---------- Material
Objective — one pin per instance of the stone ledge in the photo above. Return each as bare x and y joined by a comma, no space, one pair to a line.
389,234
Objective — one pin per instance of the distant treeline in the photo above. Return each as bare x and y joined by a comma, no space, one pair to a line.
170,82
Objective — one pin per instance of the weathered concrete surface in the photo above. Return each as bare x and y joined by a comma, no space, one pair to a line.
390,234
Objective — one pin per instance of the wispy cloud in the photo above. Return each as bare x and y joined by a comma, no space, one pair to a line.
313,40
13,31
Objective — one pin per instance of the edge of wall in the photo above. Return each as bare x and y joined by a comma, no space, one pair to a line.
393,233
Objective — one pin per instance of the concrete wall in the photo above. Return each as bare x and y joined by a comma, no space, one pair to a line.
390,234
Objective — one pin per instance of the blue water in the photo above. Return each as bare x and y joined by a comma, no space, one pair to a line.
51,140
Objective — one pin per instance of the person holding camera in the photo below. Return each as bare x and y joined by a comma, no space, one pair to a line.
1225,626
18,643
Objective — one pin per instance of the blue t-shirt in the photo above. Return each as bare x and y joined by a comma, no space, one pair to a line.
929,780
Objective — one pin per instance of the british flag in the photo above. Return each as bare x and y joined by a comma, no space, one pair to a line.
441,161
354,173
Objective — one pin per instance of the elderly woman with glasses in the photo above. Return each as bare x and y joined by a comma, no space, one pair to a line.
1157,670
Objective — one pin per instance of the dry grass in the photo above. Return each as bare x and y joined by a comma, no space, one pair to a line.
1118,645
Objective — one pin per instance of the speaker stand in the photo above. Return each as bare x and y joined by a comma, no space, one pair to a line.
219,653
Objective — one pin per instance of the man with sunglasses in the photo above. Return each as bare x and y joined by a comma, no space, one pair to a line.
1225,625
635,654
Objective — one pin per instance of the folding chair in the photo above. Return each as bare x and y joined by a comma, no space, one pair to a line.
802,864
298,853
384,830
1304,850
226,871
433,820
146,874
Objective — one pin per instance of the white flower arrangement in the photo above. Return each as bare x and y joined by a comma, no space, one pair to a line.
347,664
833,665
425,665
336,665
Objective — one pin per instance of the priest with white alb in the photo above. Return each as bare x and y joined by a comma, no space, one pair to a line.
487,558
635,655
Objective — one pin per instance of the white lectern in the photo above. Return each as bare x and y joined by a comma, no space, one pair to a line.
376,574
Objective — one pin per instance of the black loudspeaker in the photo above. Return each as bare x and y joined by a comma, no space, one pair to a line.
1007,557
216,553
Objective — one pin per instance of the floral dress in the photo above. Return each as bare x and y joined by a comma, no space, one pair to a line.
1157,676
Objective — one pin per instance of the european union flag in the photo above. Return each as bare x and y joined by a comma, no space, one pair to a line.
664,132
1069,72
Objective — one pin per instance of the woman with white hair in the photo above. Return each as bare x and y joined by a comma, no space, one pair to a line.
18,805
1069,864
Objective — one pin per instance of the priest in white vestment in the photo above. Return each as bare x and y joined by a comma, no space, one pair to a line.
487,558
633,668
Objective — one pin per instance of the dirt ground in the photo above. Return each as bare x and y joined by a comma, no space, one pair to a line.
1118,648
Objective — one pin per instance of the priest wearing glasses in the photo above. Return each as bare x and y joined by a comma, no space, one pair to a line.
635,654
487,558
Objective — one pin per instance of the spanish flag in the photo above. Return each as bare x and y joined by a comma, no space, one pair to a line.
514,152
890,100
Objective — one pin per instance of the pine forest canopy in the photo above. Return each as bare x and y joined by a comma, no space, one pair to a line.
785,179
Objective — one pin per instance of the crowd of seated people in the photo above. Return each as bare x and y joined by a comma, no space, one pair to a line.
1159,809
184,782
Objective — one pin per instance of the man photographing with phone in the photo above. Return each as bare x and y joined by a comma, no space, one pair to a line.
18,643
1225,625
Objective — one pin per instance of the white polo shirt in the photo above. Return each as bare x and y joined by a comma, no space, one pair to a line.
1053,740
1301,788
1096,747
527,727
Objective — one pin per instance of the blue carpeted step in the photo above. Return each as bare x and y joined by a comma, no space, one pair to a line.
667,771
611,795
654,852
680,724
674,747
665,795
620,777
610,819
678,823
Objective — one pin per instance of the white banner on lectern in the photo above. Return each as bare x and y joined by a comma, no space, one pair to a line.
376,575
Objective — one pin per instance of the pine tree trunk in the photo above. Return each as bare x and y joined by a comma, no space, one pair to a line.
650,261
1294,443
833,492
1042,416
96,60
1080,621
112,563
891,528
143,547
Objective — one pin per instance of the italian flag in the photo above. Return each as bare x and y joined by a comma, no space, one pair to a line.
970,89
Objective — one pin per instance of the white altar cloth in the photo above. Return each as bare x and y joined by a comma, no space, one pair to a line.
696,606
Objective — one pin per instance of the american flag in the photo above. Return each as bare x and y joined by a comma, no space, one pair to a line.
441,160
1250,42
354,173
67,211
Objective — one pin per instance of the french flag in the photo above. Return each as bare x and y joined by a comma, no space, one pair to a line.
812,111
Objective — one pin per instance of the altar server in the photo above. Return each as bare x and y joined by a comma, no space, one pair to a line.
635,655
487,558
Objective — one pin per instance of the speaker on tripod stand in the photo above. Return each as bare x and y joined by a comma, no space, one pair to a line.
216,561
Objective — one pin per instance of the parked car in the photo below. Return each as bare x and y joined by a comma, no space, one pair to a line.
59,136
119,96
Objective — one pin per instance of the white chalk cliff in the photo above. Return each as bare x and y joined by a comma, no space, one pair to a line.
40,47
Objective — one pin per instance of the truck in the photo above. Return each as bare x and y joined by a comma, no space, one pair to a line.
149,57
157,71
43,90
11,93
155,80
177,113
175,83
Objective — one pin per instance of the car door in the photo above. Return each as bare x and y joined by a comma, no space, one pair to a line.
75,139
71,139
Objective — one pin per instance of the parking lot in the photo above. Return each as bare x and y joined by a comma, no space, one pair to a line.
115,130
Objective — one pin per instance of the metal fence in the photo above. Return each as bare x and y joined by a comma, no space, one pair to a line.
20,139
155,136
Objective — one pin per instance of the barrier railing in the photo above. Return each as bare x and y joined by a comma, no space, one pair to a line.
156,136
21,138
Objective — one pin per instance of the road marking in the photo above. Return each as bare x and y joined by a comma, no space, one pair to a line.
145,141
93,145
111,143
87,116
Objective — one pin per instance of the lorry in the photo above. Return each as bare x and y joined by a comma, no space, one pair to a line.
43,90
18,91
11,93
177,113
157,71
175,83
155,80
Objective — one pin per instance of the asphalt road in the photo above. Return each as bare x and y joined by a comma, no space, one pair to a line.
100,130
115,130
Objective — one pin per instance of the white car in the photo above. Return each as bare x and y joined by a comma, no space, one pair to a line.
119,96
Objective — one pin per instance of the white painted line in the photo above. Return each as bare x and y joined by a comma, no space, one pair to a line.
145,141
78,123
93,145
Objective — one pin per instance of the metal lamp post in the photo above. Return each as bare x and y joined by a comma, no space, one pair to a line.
--------------------
Directive |
Send back each record exactly as it stands.

Solution to the exercise |
Objective — one pin per instance of the stone ledge in the photo above. Return each as bare x and y joined by a comma, no space, one pair to a line.
389,234
Objective — one pin per instance of the distant treeline in the photo above. Return each as bare x and y joined by a comma, no space, one pair to a line.
170,82
Objective — one pin per instance of the weathered concrete surface in the photo above. Return each as bare x and y joined by a comma, no space, one pair to a line.
390,234
Objective — one pin per instance of the wispy cloud in the photo above. Return each as bare x and y joined by a comma, no space, one pair to a line.
313,40
13,31
Objective — one pin per instance of the edge of wall in the photo above. Return each as bare x and y joined by a comma, no space, one pair to a line.
393,233
Objective — one pin per instance of the concrete wall in the photo above. Return each as bare x and y joined by a comma, no space, one pair to a line.
390,234
Objective — one pin per instance of the blue water in the photo above. Return each as bare x and y joined by a comma, no space, one pair to a line.
51,140
Objective — one pin per instance of the person holding camera in the photo below. Return each as bare x and y joined by a comma, no space, one pair to a line.
1225,626
18,643
Objective — one pin per instance of the blue t-shirt in the photo above. Return each as bare x and y joined by a comma, no space, one pair to a line.
929,780
Objective — one pin per instance of the british flag in the photo above. Return each as bare x and y joined by a comma, no space, one pair to a line.
441,161
354,173
Objective — one pin per instance of the elderly woman with glasses in the photo above. Return each as bare x and y joined by a comma, no space, one pair to a line.
1157,670
Objective — one pin per instance of the dry grass in the photo above. Return each as bare x and y joined by a comma, no space, one pair to a line.
1118,645
Objective — one pin per instance of the speaker stand in the photo above. Return each as bare x and y joined by a comma, no space, one pair to a line.
219,653
Objective — one pin per instance of the man with sunglasses in the photo above. Return each as bare x and y joined by a comma, no space, one pair to a line.
1225,625
635,654
Objective — one pin per instance of the folding chair in the photo above. Return each as bare x and y joined by a comma, no space, one pair to a line.
802,864
298,853
384,830
1304,850
226,871
433,820
146,874
Objective — one pin per instance of the white flower arrangement in the photo above. Return each as bare x and y joined by a comma, no space, one pair to a line.
347,664
833,665
425,665
336,665
Objective — one pin per instance of the priest with white alb in the photo above. Return each as bare x and y joined by a comma, no space, one pair to a line.
487,558
635,655
Objective — one pin per instance of the white lectern in the photo above. Return each as bare x and y joined by a comma, no space, one pair to a line.
376,574
Objective — one pin per instance of the black loudspeaker in the photo above. Return each as bare x and y joined by a comma, no space, one pair to a line.
1007,557
216,553
Objective — one pin per instance of the floral dress in the photo above. Return each as bare x and y joined by a comma, no space, one pair to a line.
1157,676
Objective — one pin per instance of the european union flag in the photo above. Return each as bare x and y joined by a comma, no space, one pair to a line.
664,132
1069,72
Objective — one pin per instance of the woman with white hair in the photo above. Return each as bare x and y joined by a comma, no space, one pair to a line.
18,805
1069,864
Objective — one pin per instance of the priest in white vestment in the photo above. Return each as bare x and y joined by a comma, no space, one pair to a line.
487,558
633,668
Objective — one pin per instance of the dirt ground in the photo above. Return each as bare x and y joined by a comma, no space, one pair to a line.
1118,648
Objective — one pin per instance of the priest wearing glasses in the photo above. Return each as bare x and y joined by a comma, no space, one pair to a line.
635,654
487,558
Objective — one pin per instance of the spanish flag in the photo above. Return each as bare x and y joined by a comma, no space, one pair to a line.
514,152
890,100
Objective — one pin per instance of the pine forest canopy in the photo above. Return each as bare x and y joined by a comma, no space, one pair to a line.
785,179
Objective — one pin per instance of the crowd of seated people in the photo above. Return each as bare x and y joined by a comma, no space, one pair to a line.
1159,809
184,782
Objective — one pin per instance of the man photographing with phone in the photo above. Return each as bare x and y joined by a comma, no space, one pair to a line.
18,643
1225,625
Objective — one pin per instance of the white polo shirt in the photo above. Return each as bare x and y joined by a comma, no space, one pair to a line.
1053,740
1301,788
1096,747
527,727
Objective — one pin per instance of the blue carpeted step in the photo above. Return each as bare x and y joined by a comma, no space, one pair to a line.
667,771
611,795
654,852
680,724
674,747
665,795
620,777
610,819
678,823
Objective — one pin per instance of the white banner on lectern in the photo above. Return each as bare x and y joined by a comma, no space, one pair to a line.
376,575
Objective — one pin per instance of the pine tree trunk in the photo above. Return each as bare x and y joined by a comma, no space, one pair to a line.
650,261
1294,443
833,492
1042,416
96,60
1080,621
112,563
891,528
143,547
Objective — one pin per instance of the italian flag in the photo above. Return each as bare x and y joined by a comma, no space, one pair to a line.
970,89
Objective — one pin per instance of the white altar cloth in the photo above. Return each as bare x and y joined by a comma, no space, one pair to a line.
696,606
Objective — one pin per instance of the american flag in the photo above. Return each as bare x and y joined by a comma, no space, one pair to a line.
441,160
1250,42
354,173
67,211
Objective — one pin per instance of the french flag in the photo above. Return each as bare x and y joined by a comma, no space, one pair to a line.
812,111
Objective — one pin per instance of the altar server in the photo above. Return each as bare x and y joined by a comma, no space, one pair to a line.
635,655
487,558
Objective — one pin per instance of the speaker on tripod stand in the photo above. Return each as bare x and y joined by a comma, no space, one pair to a line.
216,561
Objective — one pin per instance of the parked car in the photo below. Return each as bare x and y joined by a comma, no space, one pair to a line.
59,136
119,96
Objective — one pin per instance of the white chalk cliff in the photo above. Return each as bare x and y joined by a comma, no space, one pair to a line.
40,47
Objective — one pin per instance of the truck in the photo above. Return each as bare x and y joined by a comma, no space, one pair to a line.
149,57
157,71
43,90
11,93
155,80
177,113
175,83
Objective — one pin per instance of the car door in the photo above. Return each as bare x and y joined by a comma, no space, one pair to a line.
75,139
71,139
Objective — one pin per instance of the parking lot in the photo above. Return each as bare x and y joined by a comma, no space, one pair to a line.
115,130
Objective — one pin per instance of the metal fence in the photo above. Return each as bare x and y joined by a comma, no space, one pair to a line.
20,139
155,136
Objective — one pin per instance of the barrier railing in the photo above. Return each as bare x and y joined by a comma, no space, one pair to a line.
156,136
21,138
Objective — one pin per instance of the road marking in the photo above. Return each as bare x and y joined by a comma, no space, one pair to a line.
145,141
93,145
111,143
87,116
Objective — one pin per instance of the lorry in the photo above. Return each as bare x and y joined by a comma, no space, one pair to a line.
43,90
18,91
11,93
177,113
157,71
175,83
155,80
Objective — one pin per instance of the asphalt road in the photo above. Return each as bare x and y joined by a comma, no space, one pair to a line.
100,130
115,130
Objective — one pin per instance of the white car in the photo above. Return each as bare x and y joined by a comma, no space, one pair to a line.
119,96
Objective — one pin per instance of the white painted line in the photo above. Return each as bare x and y joined by a comma, no space, one pair to a line.
145,141
78,123
93,145
Objective — one pin per instance of the metal lamp post in the photo above. Return each as bare x and y joined by a comma, no space, one pair to a line.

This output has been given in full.